**EXTRAIT**
###

Par cette matinée de mardi 09 octobre, le jour s’est levé sur Dakar. Comme tous les jours, la circulation est dense sur la Voie de dégagement nord communément appelé VDN. Les voitures y circulent non-stop dans tous les deux sens.
C’est sur cette large avenue que se trouve la cité Telyiom, dont le meilleur symbole est l’hypermarché Exclusive, tenu par des Indiens. Cette grande surface attire du monde presque toutes les heures de la journée. Parmi les clients, il y a ceux qui viennent, ceux qui partent. Le mouvement est constant. Cette concentration du monde sur le site est intéressante pour les mendiants. Quand on sort du supermarché, on a certainement quelque reliquat à offrir. Il est 10 heures passées lorsque nous arrivons sur les lieux.

###

**CONSIGNE 1**
D'après l'extrait sur Dakar, par qui l'hypermarché Exclusive est-il tenu ?
**CONSIGNE 2**
Recopiez à l'identique tout ce qui va du début des entrées jusqu'à la ligne qui contient « (1135, 425) », celle-ci comprise, en omettant les images.

[Extrait du jeu de données]
###

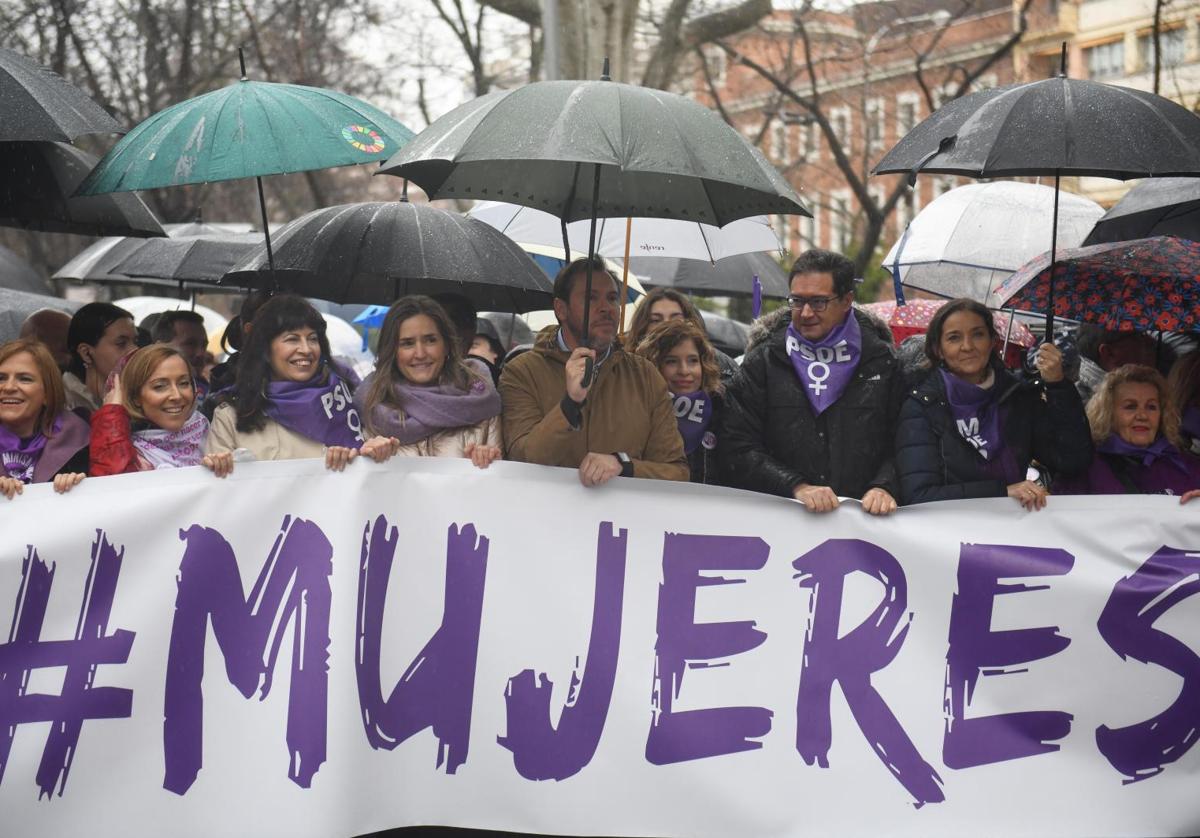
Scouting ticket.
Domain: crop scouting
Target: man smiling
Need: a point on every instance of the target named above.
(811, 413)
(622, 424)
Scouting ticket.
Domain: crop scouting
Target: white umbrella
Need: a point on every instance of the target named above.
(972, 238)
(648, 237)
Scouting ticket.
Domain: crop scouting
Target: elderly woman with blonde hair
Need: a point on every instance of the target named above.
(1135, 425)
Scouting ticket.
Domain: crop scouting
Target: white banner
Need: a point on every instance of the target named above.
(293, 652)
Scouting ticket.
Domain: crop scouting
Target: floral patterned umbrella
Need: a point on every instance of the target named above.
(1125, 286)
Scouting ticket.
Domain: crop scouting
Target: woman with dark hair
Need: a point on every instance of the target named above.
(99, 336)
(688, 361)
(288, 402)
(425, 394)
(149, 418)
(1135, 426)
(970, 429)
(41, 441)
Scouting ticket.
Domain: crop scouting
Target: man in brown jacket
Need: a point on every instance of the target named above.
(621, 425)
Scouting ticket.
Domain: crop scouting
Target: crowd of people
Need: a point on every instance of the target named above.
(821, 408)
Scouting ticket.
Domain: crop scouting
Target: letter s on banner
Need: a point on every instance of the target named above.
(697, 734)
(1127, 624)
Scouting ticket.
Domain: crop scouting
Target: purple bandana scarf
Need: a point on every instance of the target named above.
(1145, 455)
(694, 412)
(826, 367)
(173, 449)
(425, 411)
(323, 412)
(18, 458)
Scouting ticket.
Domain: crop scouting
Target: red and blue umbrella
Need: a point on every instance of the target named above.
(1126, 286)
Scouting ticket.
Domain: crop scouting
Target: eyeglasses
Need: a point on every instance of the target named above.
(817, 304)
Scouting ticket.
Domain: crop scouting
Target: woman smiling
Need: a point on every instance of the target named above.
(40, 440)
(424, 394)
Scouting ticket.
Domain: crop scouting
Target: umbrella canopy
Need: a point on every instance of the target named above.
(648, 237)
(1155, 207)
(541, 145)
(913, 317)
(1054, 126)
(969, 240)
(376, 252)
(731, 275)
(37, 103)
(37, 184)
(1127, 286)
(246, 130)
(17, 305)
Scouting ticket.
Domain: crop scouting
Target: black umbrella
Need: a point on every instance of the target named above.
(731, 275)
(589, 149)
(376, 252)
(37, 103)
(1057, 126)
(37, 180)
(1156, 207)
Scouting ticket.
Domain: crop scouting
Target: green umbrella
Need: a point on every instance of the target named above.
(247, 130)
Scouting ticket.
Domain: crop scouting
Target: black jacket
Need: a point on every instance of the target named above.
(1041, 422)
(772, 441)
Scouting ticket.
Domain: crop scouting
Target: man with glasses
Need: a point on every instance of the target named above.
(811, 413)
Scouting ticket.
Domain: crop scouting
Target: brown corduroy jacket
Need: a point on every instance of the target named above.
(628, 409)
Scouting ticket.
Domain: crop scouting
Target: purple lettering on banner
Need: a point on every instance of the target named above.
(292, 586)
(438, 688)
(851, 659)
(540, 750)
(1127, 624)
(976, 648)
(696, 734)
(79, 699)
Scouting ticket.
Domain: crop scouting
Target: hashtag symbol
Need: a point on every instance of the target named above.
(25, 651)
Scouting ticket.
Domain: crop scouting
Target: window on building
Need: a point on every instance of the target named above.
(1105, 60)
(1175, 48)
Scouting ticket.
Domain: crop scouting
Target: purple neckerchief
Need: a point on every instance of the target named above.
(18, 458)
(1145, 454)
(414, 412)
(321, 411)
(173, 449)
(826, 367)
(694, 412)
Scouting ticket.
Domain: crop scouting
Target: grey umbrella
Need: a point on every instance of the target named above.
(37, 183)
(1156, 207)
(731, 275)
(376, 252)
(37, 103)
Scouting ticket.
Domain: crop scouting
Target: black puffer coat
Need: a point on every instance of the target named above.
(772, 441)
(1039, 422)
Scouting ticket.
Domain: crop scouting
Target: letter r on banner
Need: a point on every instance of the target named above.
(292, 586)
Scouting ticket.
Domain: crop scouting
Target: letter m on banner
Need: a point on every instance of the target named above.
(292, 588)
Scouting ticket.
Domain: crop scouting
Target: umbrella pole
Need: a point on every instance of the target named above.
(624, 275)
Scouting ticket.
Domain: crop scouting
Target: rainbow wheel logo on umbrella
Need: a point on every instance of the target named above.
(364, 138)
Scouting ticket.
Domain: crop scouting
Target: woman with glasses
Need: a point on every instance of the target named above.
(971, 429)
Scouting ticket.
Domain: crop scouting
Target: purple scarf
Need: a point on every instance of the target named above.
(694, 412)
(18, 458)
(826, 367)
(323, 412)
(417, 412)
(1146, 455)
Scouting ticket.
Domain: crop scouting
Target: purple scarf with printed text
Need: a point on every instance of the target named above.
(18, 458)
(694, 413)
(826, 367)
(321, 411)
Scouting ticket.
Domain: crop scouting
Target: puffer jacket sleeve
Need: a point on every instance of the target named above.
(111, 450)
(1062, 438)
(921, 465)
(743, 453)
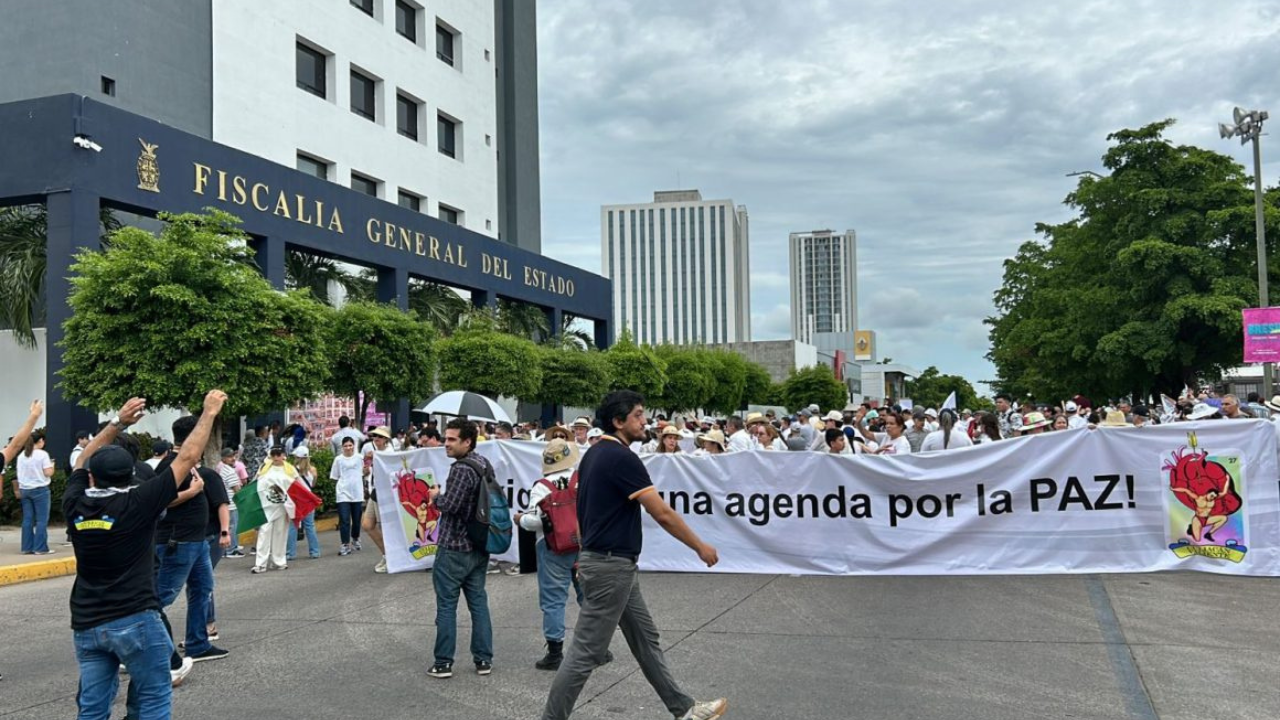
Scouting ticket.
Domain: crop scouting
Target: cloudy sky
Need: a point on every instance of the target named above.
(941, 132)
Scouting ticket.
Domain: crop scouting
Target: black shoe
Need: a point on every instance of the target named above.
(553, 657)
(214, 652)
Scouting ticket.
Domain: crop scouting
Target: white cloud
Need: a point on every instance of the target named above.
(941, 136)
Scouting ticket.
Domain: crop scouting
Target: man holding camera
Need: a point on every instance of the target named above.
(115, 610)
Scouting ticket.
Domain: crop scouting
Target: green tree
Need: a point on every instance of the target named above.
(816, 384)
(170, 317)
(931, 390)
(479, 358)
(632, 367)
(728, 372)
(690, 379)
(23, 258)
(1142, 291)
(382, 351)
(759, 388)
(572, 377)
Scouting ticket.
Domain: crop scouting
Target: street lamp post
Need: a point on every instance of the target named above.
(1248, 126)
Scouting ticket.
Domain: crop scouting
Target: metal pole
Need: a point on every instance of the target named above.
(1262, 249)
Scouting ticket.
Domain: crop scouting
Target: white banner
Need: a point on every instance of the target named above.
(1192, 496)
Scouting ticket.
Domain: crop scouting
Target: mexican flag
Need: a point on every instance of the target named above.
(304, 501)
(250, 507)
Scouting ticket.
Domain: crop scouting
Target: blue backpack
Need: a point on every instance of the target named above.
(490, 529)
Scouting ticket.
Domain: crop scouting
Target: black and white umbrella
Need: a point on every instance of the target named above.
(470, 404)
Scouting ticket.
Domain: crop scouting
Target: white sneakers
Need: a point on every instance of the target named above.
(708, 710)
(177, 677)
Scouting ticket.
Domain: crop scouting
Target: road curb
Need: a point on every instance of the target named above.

###

**RÉPONSE ATTENDUE 1**
Il est tenu par des Indiens.

**RÉPONSE ATTENDUE 2**
Scouting ticket.
Domain: crop scouting
Target: man smiling
Need: a point on every instance of the target named above.
(811, 413)
(622, 424)
Scouting ticket.
Domain: crop scouting
Target: white umbrella
Need: a point on every instance of the target named above.
(972, 238)
(648, 237)
Scouting ticket.
Domain: crop scouting
Target: elderly woman with blonde hair
Need: a point on every instance of the target named above.
(1135, 425)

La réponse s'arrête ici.